> GIVEN PASSAGE
# # # # #

RUSH: You can understand why I'm reluctant to play this, ladies and gentlemen, but as I say, I bowed to pressure and let you hear it. Normally we don't play audio from our newsletter interviews. Obviously we keep it. (studio interruption) Well, yeah, that's kind of tough. I was telling some people about this comment last night that Barone made and I had totally forgotten this, and he's right. I had forgotten. This was after the '92 race and Buchanan, and this has come up. People have asked me about it since and I have to tell you, I like Pat Buchanan.
He's still somebody I consider a friend and an associate, and I don't think Buchanan "doesn't like people differently from him." That's not something that's applicable to Pat Buchanan. But when he ran for president again, you know, he toured these textile mills and other places against NAFTA, thought we were losing our manufacturing jobs, and he did get he very protectionist. He wanted to kill NAFTA and roll back the progress there and not maybe build a wall around the country, but he clearly thought we don't need to be going around the world being policemen. We don't need to be worrying about freedom and democracy anywhere else because once the Soviet Union fell, that to him was the end of it.

# # # # #

> DATA ENTRIES
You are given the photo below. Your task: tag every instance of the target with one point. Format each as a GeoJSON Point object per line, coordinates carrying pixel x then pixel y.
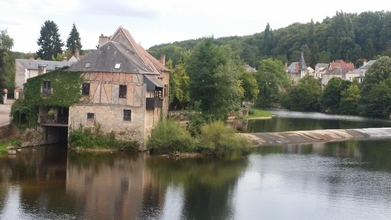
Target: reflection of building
{"type": "Point", "coordinates": [110, 187]}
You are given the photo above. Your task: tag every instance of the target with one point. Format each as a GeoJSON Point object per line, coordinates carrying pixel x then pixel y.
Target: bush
{"type": "Point", "coordinates": [216, 137]}
{"type": "Point", "coordinates": [169, 136]}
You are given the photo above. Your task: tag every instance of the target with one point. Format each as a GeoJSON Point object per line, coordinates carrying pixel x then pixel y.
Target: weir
{"type": "Point", "coordinates": [311, 136]}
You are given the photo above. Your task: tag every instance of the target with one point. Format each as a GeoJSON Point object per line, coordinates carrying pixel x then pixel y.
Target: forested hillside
{"type": "Point", "coordinates": [351, 37]}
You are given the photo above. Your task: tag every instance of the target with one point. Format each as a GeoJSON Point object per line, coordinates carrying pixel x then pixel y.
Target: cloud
{"type": "Point", "coordinates": [117, 8]}
{"type": "Point", "coordinates": [4, 22]}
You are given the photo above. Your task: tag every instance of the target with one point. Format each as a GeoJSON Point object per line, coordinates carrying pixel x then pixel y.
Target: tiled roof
{"type": "Point", "coordinates": [368, 64]}
{"type": "Point", "coordinates": [148, 59]}
{"type": "Point", "coordinates": [342, 64]}
{"type": "Point", "coordinates": [121, 49]}
{"type": "Point", "coordinates": [112, 57]}
{"type": "Point", "coordinates": [293, 68]}
{"type": "Point", "coordinates": [47, 64]}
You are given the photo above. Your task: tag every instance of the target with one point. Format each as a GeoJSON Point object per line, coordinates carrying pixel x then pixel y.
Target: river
{"type": "Point", "coordinates": [339, 180]}
{"type": "Point", "coordinates": [285, 120]}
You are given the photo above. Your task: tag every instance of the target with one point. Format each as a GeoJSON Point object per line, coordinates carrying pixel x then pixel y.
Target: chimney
{"type": "Point", "coordinates": [163, 59]}
{"type": "Point", "coordinates": [103, 40]}
{"type": "Point", "coordinates": [77, 54]}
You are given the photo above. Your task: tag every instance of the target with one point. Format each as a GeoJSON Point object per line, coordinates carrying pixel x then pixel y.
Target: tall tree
{"type": "Point", "coordinates": [202, 68]}
{"type": "Point", "coordinates": [73, 41]}
{"type": "Point", "coordinates": [7, 63]}
{"type": "Point", "coordinates": [271, 78]}
{"type": "Point", "coordinates": [49, 41]}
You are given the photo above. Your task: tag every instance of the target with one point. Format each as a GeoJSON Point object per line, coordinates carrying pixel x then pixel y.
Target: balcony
{"type": "Point", "coordinates": [54, 121]}
{"type": "Point", "coordinates": [154, 103]}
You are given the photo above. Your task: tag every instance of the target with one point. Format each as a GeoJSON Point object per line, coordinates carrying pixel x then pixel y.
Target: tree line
{"type": "Point", "coordinates": [51, 48]}
{"type": "Point", "coordinates": [348, 36]}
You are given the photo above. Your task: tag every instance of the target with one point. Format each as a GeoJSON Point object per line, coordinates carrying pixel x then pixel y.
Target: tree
{"type": "Point", "coordinates": [250, 86]}
{"type": "Point", "coordinates": [229, 92]}
{"type": "Point", "coordinates": [2, 79]}
{"type": "Point", "coordinates": [73, 41]}
{"type": "Point", "coordinates": [270, 77]}
{"type": "Point", "coordinates": [373, 85]}
{"type": "Point", "coordinates": [49, 41]}
{"type": "Point", "coordinates": [203, 64]}
{"type": "Point", "coordinates": [179, 84]}
{"type": "Point", "coordinates": [331, 95]}
{"type": "Point", "coordinates": [7, 63]}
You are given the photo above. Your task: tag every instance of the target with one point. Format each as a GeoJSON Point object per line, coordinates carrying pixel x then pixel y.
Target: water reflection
{"type": "Point", "coordinates": [290, 120]}
{"type": "Point", "coordinates": [207, 184]}
{"type": "Point", "coordinates": [340, 180]}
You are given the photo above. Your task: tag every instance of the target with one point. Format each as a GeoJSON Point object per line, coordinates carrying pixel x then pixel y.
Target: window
{"type": "Point", "coordinates": [122, 91]}
{"type": "Point", "coordinates": [90, 116]}
{"type": "Point", "coordinates": [46, 89]}
{"type": "Point", "coordinates": [165, 90]}
{"type": "Point", "coordinates": [86, 89]}
{"type": "Point", "coordinates": [127, 115]}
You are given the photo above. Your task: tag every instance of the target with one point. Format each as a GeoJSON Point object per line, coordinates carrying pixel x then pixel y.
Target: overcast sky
{"type": "Point", "coordinates": [153, 22]}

# # # # #

> WRITTEN EXERCISE 1
In the Buchanan transcript, what places did Buchanan tour when he ran for president again, and what was he campaigning against?
> WRITTEN EXERCISE 2
Not counting the speaker label at the start, list every proper name the Buchanan transcript mentions, whether of a person, an agreement, or a country.
> WRITTEN EXERCISE 3
Keep the Buchanan transcript going from its final sentence.
The entries aren't needed for anything here.

> RESPONSE 1
He toured textile mills and other places, campaigning against NAFTA.

> RESPONSE 2
Barone, Pat Buchanan, NAFTA, the Soviet Union

> RESPONSE 3
I mean, that was our big enemy and once we defeated them, that was it. He wanted to just pull back and focus almost entirely on domestic issues, and I just disagreed with that, and I disagreed with all of the protectionism because I don't think it's realistic in the world as it exists today. But at any rate, the whole interview will come up in the next issue of the Limbaugh Letter and I wish we had time to play more. We talked to him for an hour, and it's going to be a masterful editing job to get all this in. It's just fascinating. We may. We'll put what we don't get of it on the website. We may do that, because you really should see it all.